- [THE REQUEST]
Reproduce all of the lines below, including the requests, and scale every polygon vertex coordinate in the answers by a factor of 1.55, rounding each result to the nearest whole number with halves rounded up.

- [MATERIAL PROVIDED]
====

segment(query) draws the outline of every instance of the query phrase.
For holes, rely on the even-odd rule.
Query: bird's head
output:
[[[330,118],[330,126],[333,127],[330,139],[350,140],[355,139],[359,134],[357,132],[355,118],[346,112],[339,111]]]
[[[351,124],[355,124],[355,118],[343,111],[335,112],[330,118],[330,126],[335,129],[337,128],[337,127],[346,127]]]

====

- [SOLUTION]
segment(query) draws the outline of every instance of the query phrase.
For holes, rely on the even-odd rule.
Query: bird's head
output:
[[[512,183],[512,195],[516,197],[512,215],[543,217],[550,215],[556,208],[553,205],[550,183],[536,174],[525,172]]]
[[[544,192],[550,192],[550,183],[532,172],[519,174],[512,183],[512,195],[519,200],[522,198],[522,197],[536,197]]]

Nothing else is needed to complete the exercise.